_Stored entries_
--

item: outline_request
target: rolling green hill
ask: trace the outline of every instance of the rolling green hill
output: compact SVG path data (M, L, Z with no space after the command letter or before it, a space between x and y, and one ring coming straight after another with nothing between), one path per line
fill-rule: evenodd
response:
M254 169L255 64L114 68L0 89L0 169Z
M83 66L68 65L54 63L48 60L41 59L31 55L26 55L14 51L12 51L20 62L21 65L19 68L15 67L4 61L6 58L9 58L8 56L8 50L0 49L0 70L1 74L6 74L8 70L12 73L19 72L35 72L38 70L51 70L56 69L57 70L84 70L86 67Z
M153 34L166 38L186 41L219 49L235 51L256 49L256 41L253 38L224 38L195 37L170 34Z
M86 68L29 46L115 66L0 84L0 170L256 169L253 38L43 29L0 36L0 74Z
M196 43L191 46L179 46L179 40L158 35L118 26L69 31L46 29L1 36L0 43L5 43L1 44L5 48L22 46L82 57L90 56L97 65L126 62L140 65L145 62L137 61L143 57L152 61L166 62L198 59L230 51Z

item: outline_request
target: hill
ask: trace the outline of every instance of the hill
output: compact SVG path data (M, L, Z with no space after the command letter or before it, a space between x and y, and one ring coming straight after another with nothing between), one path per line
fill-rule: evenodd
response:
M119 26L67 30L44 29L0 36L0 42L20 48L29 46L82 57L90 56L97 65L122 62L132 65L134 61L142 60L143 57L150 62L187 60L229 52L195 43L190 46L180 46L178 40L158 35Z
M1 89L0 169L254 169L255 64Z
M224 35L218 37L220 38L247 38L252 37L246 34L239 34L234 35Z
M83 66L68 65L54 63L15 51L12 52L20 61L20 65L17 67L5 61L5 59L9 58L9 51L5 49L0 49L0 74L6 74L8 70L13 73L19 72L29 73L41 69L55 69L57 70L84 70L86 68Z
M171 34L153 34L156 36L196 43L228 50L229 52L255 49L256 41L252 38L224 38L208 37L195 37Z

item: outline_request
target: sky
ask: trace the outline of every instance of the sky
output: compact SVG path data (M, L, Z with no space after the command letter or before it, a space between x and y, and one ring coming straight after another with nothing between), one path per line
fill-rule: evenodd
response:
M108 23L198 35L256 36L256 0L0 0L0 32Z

--

_Given request_
Rewrite the data from its first line through the line containing "ask: trace the outline of every instance of the rolling", swapping "rolling green hill" for "grassy slope" and leaving everything else unchanged.

_Full solution_
item: outline_request
target: grassy slope
ask: trace the outline of every instance of the grassy slope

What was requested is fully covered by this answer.